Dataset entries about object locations
■ ■ ■ ■ ■
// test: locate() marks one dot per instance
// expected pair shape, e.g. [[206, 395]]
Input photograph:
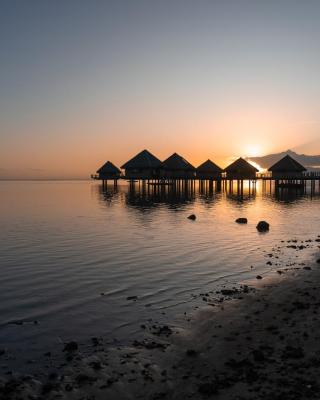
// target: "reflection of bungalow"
[[287, 168], [143, 166], [209, 170], [241, 169], [176, 167], [108, 171]]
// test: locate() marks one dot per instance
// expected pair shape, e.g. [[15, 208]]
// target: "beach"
[[259, 340]]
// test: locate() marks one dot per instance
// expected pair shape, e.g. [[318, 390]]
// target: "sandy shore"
[[260, 342]]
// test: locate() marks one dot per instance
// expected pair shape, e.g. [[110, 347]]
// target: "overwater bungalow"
[[108, 172], [241, 170], [287, 168], [176, 167], [143, 166], [209, 171]]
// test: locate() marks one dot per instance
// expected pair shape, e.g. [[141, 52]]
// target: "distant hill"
[[310, 162]]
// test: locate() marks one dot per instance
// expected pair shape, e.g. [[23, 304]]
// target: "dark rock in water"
[[293, 352], [241, 220], [229, 292], [95, 341], [71, 346], [208, 389], [263, 226], [191, 353], [132, 298]]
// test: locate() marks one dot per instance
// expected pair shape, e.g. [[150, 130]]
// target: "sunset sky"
[[82, 82]]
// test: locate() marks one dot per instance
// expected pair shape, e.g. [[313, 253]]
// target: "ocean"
[[78, 260]]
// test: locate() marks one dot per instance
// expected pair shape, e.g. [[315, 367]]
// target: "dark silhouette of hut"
[[287, 168], [142, 166], [241, 170], [176, 167], [209, 170], [108, 171]]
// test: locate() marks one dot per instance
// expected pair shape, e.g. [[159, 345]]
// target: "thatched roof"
[[209, 166], [108, 168], [177, 163], [143, 160], [287, 164], [241, 165]]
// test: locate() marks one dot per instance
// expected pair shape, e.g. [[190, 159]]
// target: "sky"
[[82, 82]]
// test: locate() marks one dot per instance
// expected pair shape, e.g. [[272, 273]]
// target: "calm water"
[[62, 244]]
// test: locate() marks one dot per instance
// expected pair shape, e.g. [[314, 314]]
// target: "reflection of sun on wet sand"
[[255, 341]]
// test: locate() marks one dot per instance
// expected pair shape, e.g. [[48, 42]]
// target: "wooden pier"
[[147, 171]]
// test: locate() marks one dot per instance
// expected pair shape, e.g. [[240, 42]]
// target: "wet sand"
[[259, 341]]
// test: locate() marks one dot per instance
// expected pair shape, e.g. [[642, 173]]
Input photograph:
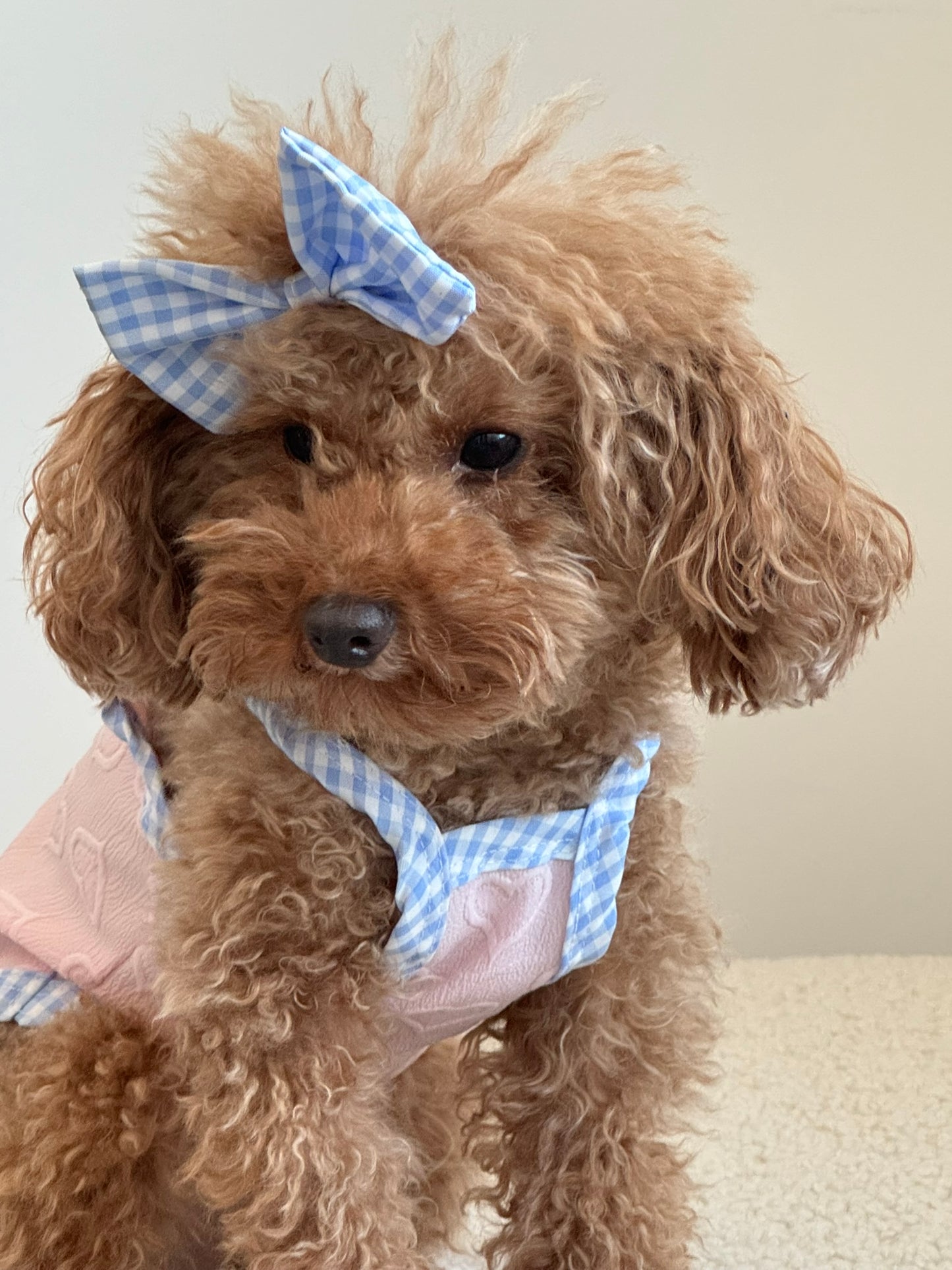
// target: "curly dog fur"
[[673, 511]]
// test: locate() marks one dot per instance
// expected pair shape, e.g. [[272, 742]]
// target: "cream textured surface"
[[831, 1146]]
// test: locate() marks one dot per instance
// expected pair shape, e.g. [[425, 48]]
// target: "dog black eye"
[[298, 442], [489, 451]]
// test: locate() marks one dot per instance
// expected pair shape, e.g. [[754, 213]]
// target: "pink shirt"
[[76, 900]]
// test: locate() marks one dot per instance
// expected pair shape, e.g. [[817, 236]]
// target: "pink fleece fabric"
[[76, 897]]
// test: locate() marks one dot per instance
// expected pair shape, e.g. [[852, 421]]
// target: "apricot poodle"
[[598, 489]]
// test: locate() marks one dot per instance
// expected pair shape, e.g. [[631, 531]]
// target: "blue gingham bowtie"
[[161, 318]]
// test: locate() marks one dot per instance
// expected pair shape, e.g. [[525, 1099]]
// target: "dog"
[[484, 567]]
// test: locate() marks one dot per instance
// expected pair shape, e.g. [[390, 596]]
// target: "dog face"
[[602, 469]]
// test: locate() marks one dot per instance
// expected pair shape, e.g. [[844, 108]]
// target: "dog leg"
[[426, 1105], [580, 1100], [273, 983], [88, 1149]]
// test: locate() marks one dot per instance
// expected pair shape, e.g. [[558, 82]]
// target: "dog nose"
[[348, 630]]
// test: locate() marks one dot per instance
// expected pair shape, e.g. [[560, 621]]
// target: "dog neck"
[[547, 765]]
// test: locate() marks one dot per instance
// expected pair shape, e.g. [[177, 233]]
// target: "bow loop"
[[163, 318]]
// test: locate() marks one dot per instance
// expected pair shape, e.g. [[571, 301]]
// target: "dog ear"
[[99, 552], [770, 562]]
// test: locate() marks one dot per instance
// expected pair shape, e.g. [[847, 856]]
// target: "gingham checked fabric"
[[161, 318], [431, 864], [31, 997]]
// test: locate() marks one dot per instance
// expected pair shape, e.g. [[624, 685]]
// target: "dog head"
[[602, 470]]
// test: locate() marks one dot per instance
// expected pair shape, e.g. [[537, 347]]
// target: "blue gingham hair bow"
[[161, 318]]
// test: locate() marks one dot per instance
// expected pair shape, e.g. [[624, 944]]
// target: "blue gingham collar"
[[161, 318], [432, 864]]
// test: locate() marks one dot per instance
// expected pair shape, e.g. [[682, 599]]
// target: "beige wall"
[[819, 131]]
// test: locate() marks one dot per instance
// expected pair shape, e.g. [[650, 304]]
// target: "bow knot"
[[163, 318]]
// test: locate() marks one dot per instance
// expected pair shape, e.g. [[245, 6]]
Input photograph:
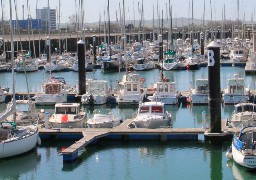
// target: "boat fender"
[[229, 154], [39, 141]]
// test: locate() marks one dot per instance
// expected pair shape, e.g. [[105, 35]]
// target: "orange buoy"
[[64, 118]]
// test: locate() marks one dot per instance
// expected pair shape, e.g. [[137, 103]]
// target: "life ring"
[[64, 118], [142, 80]]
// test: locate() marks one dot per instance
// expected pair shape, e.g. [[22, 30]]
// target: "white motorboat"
[[142, 64], [244, 115], [2, 95], [151, 115], [26, 113], [103, 118], [200, 94], [170, 64], [67, 115], [131, 91], [97, 92], [55, 90], [243, 149], [236, 91], [166, 92], [250, 66], [15, 140], [27, 64]]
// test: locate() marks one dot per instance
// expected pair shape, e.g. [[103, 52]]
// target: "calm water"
[[131, 160]]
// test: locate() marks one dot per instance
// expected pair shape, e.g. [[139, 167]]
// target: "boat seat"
[[247, 152]]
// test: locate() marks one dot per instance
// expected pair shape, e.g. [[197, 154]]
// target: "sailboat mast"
[[12, 59], [59, 29], [109, 30], [4, 54]]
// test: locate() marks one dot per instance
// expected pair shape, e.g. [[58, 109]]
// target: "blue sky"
[[181, 8]]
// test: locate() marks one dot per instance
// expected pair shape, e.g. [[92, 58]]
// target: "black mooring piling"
[[81, 66], [215, 135], [214, 87]]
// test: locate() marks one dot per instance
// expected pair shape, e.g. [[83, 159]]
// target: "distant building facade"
[[43, 15], [25, 24]]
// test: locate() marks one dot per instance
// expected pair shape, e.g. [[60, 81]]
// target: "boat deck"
[[86, 136]]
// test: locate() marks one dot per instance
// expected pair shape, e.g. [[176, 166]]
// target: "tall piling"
[[214, 87], [202, 43], [81, 66]]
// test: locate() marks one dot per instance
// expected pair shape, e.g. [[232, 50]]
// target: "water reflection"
[[240, 172], [13, 168]]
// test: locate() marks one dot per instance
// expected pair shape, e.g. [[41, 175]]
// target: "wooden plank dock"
[[86, 136]]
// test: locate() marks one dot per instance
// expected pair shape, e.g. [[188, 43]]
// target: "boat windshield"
[[157, 109], [22, 107], [144, 109], [66, 110], [250, 108], [102, 111]]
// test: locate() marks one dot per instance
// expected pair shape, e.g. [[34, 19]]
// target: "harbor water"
[[131, 160]]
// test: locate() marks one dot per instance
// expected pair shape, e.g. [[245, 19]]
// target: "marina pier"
[[85, 136]]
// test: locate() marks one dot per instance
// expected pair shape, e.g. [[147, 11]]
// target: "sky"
[[95, 8]]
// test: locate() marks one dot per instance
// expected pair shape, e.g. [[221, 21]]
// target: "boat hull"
[[18, 146], [248, 161]]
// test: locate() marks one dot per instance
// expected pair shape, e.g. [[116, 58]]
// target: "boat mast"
[[3, 41], [109, 31], [12, 59]]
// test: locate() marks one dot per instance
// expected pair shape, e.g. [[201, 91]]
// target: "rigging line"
[[24, 65]]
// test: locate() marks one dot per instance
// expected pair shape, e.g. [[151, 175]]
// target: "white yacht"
[[151, 115], [55, 90], [244, 114], [166, 92], [103, 118], [2, 95], [131, 91], [26, 64], [243, 150], [67, 115], [142, 64], [26, 113], [236, 91], [97, 92], [200, 94]]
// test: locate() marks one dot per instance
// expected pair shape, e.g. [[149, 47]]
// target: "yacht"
[[244, 114], [131, 91], [166, 92], [103, 118], [67, 115], [200, 94], [97, 92], [55, 90], [243, 150], [236, 91], [151, 115]]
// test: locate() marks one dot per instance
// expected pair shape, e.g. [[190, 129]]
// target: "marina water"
[[131, 160]]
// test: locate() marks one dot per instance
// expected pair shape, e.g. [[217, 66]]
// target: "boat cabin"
[[242, 107], [67, 108], [165, 86], [97, 87], [151, 107], [236, 86], [201, 86]]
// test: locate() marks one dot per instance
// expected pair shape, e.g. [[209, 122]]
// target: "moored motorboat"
[[243, 149], [67, 115], [151, 115], [103, 118]]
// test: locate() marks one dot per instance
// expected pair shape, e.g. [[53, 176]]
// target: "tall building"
[[43, 15]]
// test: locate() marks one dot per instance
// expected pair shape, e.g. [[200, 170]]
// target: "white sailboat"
■ ■ ■ ■ ■
* **WHAT YOU HAVE TO DO**: Output the entries from their start through the line containing "167], [108, 171]]" as a two-column CSV with columns "prompt" and "points". Write one row per entry, put the entry's text and its answer each in a single quoted field with line breaks replaced by spaces, and omit the pictures.

* **RESULT FOR THIS EXERCISE**:
prompt,points
"// test: locate() marks one dot per instance // expected pair shape, e.g. [[206, 395]] Input photograph: // target: ""reflection of bungalow""","[[287, 168], [143, 166], [209, 170], [241, 169], [176, 167], [108, 171]]"